• REQUIREMENT
Output only an exact transcription of the line containing "For full credit, report the bounding box of every beach present" and all lines that follow it in the data below.

══ THE INPUT ══

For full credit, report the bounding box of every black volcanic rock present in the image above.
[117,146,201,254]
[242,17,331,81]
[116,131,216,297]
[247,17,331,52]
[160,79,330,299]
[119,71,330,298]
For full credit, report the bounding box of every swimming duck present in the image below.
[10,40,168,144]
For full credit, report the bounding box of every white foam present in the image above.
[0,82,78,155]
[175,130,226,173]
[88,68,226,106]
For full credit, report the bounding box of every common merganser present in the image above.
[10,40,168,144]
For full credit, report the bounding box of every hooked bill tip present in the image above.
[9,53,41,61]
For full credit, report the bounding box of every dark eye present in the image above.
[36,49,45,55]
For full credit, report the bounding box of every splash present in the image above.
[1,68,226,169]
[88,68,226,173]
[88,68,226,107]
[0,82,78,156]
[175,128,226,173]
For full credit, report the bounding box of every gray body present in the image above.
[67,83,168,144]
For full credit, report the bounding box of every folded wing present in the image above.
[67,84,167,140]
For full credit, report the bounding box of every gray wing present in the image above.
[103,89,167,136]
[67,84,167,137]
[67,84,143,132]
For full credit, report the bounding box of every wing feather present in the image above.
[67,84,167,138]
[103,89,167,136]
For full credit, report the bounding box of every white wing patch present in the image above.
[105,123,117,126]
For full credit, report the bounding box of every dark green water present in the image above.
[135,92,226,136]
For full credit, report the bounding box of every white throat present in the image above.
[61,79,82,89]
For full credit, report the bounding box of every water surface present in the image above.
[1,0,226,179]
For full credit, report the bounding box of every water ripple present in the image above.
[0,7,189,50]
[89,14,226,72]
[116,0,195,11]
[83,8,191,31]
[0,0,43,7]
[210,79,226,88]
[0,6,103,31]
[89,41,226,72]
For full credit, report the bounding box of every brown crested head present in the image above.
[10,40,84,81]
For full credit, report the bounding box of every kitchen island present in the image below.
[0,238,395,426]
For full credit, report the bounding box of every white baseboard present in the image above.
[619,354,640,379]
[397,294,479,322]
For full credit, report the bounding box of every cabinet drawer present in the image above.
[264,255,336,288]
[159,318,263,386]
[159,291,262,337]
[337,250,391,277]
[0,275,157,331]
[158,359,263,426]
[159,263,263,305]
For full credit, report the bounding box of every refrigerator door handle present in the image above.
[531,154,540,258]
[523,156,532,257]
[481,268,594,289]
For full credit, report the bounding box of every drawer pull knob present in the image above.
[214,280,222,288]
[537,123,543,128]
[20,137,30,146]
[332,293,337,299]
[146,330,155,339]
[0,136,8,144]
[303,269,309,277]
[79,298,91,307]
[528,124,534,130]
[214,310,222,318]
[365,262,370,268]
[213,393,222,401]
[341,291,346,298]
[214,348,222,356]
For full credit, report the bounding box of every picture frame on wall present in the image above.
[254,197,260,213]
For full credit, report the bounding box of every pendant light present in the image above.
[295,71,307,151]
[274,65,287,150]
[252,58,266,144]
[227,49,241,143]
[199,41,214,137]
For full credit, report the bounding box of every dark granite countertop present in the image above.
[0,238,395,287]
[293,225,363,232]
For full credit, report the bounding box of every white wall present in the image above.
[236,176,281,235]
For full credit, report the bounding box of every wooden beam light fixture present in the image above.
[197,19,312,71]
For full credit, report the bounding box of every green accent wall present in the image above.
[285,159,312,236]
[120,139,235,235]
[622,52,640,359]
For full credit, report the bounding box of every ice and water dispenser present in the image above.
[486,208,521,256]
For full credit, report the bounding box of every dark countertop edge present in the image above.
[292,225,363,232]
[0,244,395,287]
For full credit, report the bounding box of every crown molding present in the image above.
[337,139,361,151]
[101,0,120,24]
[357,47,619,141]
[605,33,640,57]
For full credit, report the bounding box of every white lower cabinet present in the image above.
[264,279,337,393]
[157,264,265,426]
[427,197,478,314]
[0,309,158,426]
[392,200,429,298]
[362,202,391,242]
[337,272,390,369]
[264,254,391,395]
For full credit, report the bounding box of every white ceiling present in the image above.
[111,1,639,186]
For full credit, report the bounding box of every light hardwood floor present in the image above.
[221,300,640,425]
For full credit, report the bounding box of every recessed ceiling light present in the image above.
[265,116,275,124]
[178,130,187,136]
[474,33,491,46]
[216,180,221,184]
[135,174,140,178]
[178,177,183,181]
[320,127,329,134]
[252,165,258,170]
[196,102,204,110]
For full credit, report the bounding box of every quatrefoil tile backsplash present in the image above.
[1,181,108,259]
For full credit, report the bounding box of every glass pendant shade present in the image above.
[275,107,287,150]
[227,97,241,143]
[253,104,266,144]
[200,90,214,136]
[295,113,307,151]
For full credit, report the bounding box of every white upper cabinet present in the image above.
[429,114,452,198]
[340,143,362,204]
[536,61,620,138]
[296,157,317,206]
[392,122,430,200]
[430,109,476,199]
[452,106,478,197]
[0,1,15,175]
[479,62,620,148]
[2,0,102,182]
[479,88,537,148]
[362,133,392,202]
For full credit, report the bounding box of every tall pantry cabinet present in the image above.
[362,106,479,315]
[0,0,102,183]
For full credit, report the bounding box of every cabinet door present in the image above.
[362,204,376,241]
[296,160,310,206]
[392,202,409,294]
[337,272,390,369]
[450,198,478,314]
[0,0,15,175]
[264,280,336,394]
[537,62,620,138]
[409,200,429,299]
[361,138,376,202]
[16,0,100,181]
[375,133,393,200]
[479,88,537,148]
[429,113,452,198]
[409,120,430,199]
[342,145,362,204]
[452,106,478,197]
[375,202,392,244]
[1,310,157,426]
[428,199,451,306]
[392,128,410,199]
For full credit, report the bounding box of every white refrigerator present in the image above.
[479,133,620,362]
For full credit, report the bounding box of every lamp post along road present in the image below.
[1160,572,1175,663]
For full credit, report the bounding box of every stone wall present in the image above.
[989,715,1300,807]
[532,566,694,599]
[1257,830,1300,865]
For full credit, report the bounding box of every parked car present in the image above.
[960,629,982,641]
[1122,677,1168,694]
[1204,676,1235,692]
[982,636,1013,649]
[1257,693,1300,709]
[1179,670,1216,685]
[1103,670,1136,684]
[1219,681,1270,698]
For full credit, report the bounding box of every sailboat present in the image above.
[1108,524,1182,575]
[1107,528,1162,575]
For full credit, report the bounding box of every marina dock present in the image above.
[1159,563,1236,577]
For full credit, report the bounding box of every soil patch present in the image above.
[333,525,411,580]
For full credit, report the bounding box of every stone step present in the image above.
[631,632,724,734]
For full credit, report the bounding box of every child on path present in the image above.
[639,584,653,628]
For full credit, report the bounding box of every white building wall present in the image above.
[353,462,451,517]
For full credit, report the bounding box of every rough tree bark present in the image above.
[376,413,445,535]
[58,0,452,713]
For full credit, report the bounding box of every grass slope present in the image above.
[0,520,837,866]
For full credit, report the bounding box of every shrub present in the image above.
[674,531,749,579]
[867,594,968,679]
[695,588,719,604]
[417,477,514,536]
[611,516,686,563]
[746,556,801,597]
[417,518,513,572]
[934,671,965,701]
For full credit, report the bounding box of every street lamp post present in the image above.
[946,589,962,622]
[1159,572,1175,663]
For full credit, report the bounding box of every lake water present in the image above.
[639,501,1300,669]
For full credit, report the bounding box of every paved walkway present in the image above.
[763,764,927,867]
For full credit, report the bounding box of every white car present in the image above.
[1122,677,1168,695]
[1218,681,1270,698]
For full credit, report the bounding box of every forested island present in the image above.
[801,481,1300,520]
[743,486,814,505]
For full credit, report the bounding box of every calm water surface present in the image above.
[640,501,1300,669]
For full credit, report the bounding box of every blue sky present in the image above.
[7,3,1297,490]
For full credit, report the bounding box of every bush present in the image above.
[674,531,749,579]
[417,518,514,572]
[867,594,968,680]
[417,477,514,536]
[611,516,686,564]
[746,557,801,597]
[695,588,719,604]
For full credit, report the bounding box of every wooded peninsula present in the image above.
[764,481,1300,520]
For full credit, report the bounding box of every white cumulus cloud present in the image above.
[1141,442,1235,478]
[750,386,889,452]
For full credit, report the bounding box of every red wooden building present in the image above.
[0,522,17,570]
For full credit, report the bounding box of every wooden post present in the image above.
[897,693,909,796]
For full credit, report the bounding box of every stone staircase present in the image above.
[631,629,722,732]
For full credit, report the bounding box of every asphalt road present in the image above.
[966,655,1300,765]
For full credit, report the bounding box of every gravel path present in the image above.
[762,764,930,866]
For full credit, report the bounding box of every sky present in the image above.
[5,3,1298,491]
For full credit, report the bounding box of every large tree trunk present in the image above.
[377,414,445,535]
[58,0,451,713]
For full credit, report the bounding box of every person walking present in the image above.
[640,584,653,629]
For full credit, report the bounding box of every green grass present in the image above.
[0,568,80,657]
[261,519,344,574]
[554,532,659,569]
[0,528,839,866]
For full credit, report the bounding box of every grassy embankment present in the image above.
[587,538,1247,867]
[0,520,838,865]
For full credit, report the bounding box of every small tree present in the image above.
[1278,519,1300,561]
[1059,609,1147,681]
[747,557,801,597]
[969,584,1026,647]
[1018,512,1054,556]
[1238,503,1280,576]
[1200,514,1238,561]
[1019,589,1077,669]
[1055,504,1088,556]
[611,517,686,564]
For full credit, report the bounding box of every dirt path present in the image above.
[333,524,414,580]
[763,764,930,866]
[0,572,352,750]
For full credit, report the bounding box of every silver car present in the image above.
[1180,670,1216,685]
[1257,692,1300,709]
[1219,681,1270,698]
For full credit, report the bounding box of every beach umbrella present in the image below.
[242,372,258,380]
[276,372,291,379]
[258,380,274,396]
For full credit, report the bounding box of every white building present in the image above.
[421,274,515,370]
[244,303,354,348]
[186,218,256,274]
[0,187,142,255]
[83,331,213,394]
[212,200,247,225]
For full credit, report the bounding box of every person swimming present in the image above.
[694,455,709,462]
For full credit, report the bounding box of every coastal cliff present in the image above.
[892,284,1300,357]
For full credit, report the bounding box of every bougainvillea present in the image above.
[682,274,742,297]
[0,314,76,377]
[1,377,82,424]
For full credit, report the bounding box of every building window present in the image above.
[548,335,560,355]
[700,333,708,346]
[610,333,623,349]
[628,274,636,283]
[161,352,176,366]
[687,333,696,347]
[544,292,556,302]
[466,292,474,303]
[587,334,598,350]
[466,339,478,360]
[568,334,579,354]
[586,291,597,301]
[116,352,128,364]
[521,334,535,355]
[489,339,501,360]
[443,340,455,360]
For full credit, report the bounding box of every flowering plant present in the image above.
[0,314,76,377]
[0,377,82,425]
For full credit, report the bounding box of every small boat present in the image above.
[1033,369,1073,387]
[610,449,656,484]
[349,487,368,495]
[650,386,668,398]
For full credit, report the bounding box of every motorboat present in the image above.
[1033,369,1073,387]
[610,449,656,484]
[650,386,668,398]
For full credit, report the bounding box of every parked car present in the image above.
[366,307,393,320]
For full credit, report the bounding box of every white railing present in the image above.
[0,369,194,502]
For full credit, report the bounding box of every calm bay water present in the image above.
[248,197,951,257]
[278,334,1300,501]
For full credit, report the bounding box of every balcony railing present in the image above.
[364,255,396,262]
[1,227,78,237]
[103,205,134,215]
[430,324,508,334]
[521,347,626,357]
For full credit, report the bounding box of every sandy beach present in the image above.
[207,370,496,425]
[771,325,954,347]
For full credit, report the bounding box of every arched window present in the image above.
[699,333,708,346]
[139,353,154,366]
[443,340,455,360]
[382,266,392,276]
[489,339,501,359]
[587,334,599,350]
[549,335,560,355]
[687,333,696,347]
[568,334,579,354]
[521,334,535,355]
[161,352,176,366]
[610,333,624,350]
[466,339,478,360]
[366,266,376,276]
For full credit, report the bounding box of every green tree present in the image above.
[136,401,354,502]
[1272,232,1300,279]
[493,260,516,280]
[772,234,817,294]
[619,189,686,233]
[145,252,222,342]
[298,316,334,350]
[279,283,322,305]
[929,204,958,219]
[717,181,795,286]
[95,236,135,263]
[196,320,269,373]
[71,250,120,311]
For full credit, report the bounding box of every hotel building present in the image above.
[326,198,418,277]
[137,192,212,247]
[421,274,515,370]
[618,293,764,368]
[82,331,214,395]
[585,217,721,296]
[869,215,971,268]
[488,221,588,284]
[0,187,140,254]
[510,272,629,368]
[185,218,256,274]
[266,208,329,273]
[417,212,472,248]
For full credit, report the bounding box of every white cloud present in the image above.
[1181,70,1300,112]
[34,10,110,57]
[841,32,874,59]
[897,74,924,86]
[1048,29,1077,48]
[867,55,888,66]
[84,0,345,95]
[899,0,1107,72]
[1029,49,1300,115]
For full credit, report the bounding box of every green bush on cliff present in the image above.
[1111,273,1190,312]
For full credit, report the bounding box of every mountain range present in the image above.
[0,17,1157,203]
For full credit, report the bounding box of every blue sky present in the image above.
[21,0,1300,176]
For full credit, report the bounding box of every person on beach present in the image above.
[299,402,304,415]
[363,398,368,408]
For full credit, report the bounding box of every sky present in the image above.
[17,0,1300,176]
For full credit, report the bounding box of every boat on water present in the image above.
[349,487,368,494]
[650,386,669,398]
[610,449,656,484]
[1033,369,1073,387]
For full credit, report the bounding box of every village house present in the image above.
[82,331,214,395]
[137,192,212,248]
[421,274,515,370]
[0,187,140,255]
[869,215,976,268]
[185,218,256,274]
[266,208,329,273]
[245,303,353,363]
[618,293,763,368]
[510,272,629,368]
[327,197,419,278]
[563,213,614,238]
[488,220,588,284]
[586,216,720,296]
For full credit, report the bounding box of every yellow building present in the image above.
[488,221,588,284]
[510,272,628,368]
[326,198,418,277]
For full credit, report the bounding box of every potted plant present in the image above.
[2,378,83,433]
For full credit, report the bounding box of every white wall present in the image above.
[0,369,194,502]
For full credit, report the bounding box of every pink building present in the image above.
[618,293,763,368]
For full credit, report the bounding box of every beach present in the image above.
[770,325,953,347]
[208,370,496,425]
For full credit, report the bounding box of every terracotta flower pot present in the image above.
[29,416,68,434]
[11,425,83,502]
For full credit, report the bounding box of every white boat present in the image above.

═══

• TASK ANSWER
For full credit, report the bounding box of every beach present in the image above.
[770,325,953,347]
[208,370,496,425]
For full credit, report the bounding box of every terracotta flower pot present in the image above.
[29,416,68,434]
[11,425,83,502]
For full credit, report the bounding box of every white boat present in the image above.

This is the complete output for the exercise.